Prompt:
Continue the passage on residuals and digital characters in filmmaking past its final sentence, leaving the items after it aside.

--- begin Passage provided ---

Currently, there is an important dispute over the exploitation of DVD and other media delivery platforms. The Writers Guild of America, West (WGA) have staged a strike demanding that Hollywood producers adequately remunerate writers for DVD residuals for material broadcast over the internet, mobile phones and other devices.[10] SAG, being the US equivalent of Australia's Media Entertainment and Arts Alliance (MEAA), will be renegotiating their contract with producers in June 2007 and is rumored to be focused on the same issue. It is expected that this will become an international issue.

In addition to new media platforms, technology is potentially creating new categories of copyright. Digital characters are a burgeoning trend in film production. Several movies, including Final Fantasy: The Spirits Within (2001), The Polar Express (2004) and Beowulf (2007) have substituted real actors for computerised ones. This has been achieved with 'motion capture' or 'mocap' technology, where actors' movements are digitised and applied to computer-generated characters. A growing number of other films have used graphic technology to create crowd scenes where once hundreds of extras would have been hired.

--- end Passage provided ---
--- begin Extracted records ---

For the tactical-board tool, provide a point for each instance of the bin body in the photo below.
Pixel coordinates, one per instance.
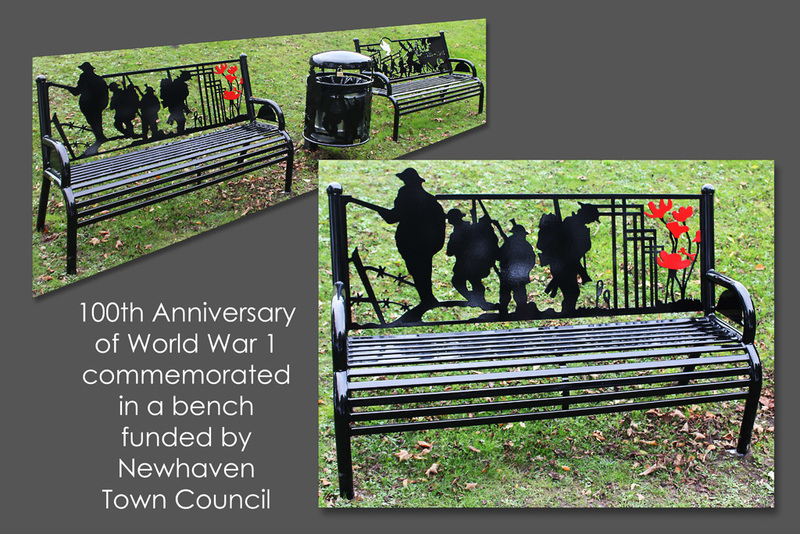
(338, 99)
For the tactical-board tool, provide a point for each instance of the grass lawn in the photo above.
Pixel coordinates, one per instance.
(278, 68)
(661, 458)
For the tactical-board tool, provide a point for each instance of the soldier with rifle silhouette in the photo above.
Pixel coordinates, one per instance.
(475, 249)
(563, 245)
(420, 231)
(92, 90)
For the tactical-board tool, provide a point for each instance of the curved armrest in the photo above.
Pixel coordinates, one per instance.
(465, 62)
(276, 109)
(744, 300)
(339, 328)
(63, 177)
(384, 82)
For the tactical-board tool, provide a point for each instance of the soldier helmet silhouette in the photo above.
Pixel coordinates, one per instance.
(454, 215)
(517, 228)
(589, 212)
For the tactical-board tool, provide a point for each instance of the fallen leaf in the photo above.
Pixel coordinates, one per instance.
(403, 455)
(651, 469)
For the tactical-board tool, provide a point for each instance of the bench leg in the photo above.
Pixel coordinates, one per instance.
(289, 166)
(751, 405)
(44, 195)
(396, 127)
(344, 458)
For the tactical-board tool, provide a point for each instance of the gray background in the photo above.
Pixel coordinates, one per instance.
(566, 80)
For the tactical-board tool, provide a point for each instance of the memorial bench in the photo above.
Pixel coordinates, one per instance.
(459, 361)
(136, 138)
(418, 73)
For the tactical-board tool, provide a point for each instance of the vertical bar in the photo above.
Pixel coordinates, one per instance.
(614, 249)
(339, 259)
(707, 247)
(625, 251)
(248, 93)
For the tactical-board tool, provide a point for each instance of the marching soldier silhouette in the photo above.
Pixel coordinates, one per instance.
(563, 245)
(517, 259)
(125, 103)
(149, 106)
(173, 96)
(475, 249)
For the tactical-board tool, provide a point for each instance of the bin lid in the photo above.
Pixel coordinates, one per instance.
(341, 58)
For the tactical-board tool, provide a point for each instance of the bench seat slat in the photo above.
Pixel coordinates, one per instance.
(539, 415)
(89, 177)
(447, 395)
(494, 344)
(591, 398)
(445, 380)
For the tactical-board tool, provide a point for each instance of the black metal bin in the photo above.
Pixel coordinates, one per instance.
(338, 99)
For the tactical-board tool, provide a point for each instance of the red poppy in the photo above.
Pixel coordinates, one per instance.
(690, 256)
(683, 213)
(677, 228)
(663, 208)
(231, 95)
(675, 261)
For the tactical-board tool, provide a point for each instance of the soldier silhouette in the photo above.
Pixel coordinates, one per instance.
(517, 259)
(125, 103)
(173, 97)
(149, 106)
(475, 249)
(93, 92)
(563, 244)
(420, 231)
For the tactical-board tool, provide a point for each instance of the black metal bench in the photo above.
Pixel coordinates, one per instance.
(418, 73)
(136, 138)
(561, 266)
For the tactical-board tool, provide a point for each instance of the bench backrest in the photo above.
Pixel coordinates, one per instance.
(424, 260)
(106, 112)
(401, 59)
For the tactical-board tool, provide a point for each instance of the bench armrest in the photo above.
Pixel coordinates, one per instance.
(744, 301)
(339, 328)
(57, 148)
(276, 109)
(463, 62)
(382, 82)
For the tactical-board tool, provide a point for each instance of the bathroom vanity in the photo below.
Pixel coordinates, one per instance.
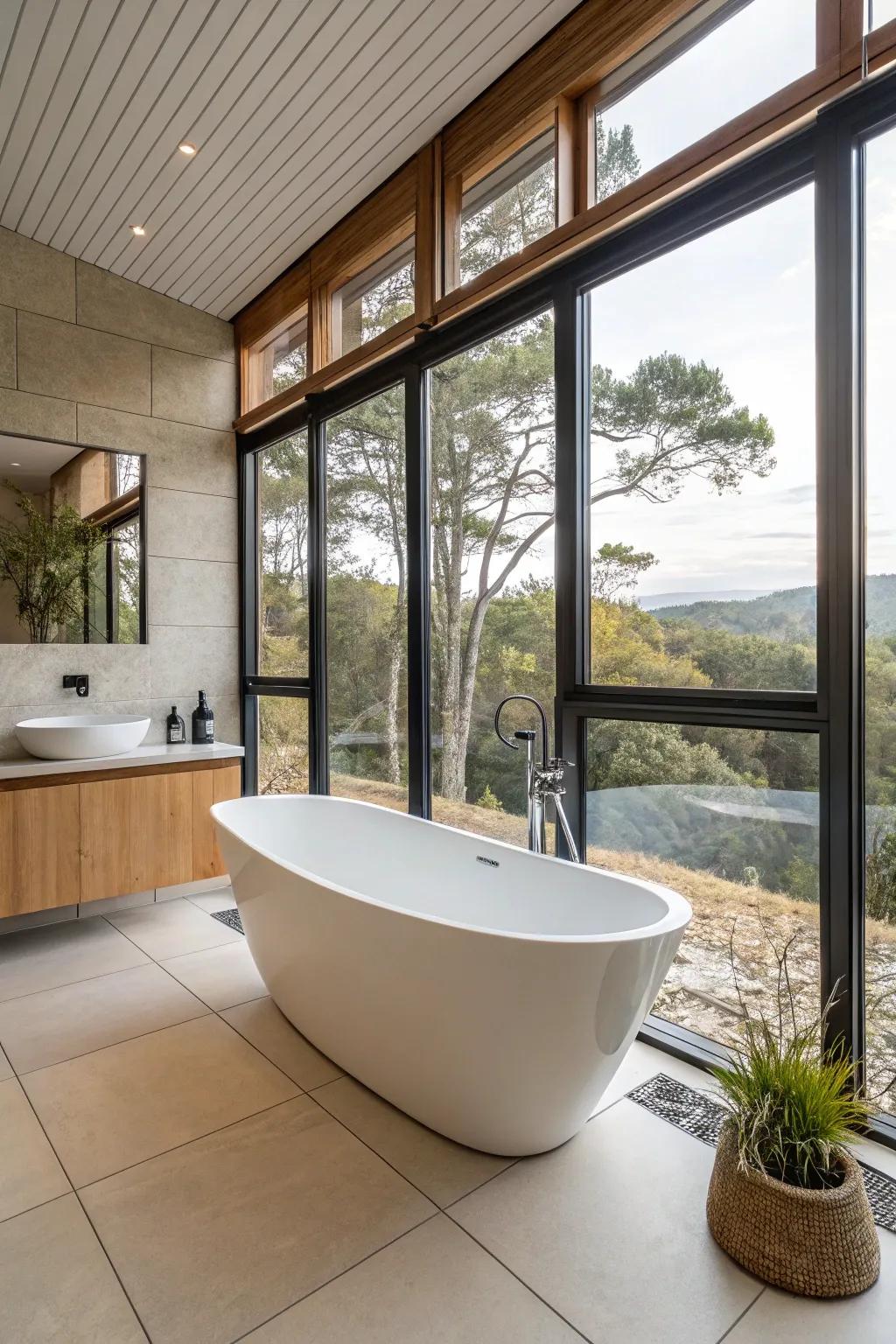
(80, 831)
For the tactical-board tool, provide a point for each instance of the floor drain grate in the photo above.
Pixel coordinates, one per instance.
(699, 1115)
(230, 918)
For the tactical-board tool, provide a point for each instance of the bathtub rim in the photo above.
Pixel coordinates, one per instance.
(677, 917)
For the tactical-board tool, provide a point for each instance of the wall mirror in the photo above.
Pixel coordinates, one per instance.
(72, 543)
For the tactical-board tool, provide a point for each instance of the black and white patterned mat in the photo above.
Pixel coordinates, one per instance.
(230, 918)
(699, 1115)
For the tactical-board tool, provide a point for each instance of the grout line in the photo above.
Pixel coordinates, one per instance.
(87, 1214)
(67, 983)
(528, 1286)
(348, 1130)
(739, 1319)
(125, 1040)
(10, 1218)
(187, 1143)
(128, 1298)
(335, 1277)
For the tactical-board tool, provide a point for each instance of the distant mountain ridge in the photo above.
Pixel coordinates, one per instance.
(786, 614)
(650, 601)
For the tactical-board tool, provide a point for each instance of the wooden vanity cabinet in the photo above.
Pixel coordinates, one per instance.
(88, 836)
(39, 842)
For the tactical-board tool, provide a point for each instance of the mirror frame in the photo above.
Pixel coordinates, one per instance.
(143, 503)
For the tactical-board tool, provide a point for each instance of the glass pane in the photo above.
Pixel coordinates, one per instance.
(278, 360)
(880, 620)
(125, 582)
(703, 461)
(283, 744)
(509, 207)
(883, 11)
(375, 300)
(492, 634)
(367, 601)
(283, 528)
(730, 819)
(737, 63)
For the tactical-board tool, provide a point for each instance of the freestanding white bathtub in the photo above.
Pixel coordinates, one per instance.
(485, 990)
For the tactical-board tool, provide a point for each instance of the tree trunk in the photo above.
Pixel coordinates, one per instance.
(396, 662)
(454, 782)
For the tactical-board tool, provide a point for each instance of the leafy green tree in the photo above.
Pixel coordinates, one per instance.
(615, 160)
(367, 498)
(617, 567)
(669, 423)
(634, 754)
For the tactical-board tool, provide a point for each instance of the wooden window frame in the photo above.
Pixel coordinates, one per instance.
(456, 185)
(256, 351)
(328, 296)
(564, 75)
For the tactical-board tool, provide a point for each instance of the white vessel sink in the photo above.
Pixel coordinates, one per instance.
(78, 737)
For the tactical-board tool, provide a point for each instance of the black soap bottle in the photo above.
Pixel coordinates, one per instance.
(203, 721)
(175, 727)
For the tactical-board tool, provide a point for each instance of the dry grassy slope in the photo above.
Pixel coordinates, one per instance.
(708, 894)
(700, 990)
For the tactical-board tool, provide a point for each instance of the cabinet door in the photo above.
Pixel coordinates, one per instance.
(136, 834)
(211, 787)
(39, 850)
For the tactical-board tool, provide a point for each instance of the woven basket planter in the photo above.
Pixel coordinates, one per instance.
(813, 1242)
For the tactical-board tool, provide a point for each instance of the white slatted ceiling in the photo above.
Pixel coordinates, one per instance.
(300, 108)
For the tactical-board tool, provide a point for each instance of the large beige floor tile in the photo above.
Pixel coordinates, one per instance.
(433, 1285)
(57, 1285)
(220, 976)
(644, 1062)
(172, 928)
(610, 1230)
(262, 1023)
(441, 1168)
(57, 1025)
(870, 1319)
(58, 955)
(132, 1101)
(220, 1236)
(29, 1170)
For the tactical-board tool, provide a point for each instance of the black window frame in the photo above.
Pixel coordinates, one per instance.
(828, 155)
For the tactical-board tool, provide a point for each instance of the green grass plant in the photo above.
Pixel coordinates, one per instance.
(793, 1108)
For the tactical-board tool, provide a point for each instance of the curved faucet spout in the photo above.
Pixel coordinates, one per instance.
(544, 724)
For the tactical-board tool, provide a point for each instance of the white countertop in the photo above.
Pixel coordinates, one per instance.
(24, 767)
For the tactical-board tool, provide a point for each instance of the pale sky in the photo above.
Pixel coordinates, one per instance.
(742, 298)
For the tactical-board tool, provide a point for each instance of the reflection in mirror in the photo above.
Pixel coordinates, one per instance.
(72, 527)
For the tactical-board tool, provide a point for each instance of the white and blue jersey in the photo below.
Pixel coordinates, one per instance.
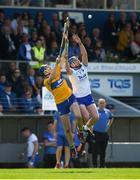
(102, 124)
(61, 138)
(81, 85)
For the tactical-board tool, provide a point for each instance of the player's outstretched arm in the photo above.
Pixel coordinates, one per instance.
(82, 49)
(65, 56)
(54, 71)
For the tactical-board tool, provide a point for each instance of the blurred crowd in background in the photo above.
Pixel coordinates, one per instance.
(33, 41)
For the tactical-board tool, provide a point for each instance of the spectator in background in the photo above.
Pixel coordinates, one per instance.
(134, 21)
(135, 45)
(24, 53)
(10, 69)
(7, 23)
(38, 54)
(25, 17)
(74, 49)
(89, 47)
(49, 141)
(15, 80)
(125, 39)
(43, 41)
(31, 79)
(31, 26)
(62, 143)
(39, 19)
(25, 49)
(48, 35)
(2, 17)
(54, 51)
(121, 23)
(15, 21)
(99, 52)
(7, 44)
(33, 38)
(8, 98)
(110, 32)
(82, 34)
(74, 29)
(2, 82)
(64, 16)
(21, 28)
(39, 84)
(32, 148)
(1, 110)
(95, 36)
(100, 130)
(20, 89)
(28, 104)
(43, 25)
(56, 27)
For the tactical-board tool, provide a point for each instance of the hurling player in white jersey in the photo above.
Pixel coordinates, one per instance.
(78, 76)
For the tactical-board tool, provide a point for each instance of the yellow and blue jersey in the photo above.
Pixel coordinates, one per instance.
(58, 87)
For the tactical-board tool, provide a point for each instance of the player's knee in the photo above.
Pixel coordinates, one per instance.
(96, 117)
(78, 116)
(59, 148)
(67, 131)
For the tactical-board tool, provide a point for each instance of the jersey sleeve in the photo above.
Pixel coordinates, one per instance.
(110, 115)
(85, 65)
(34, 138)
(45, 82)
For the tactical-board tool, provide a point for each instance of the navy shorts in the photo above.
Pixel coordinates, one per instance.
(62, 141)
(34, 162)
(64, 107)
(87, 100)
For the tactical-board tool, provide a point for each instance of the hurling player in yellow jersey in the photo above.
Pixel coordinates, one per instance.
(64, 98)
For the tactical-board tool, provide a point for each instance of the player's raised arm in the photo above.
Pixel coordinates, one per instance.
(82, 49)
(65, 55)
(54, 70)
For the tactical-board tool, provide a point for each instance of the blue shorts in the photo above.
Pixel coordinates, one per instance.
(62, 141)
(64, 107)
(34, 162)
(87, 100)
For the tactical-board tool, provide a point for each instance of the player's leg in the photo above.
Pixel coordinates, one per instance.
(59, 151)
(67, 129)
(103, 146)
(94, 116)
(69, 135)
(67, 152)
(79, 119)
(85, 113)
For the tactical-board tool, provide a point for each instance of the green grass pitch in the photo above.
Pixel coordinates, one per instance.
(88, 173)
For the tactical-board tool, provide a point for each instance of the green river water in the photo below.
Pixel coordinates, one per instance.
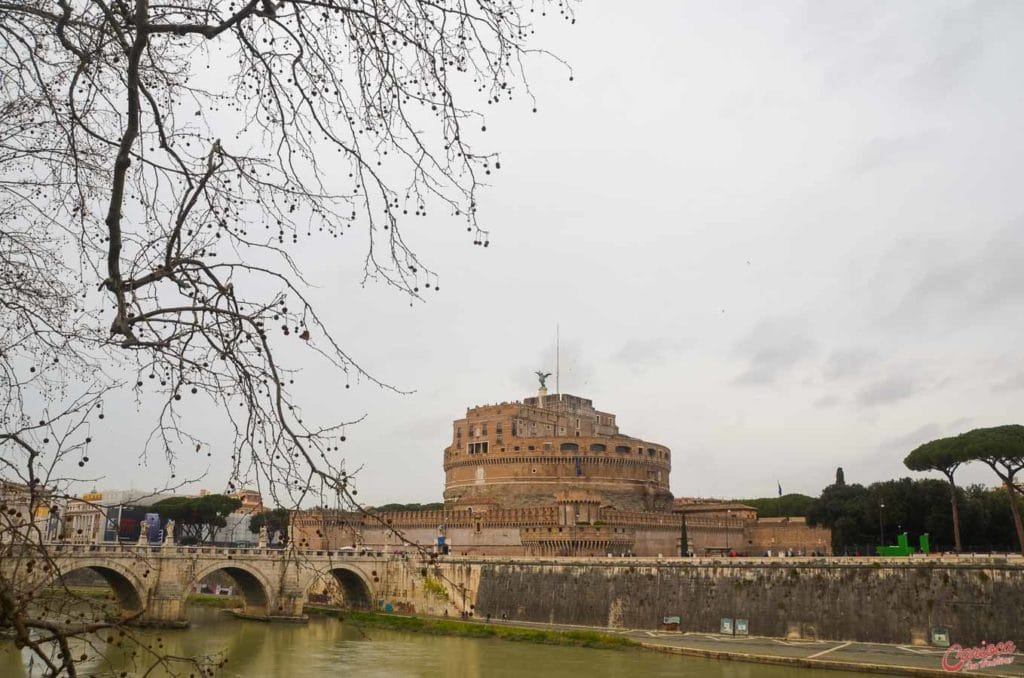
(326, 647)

--- end Extracted records ---

Exercise answer:
Virtual Celebrity Productions, based in Los Angeles, employ reconstructive 3D modeling based on the life-casts of once great stars like Jimmy Cagney, Vincent Price and Marlene Dietrich.[11] Combining the movements of a live actor, a voice over artist mimicking the style and delivery of the deceased actor and the original performance, the creator is able to achieve a lifelike but virtual performance. With the advancement of technology like this, we could potentially see films with Tom Cruise starring alongside James Dean. The current law protecting audiovisual performers does not make provisions for actor's 'motion rights', that is, it does not protect the rights of the actor providing the movement. It is evident that new language will have to be introduced to existing law if the law is to contend with such developments in technology.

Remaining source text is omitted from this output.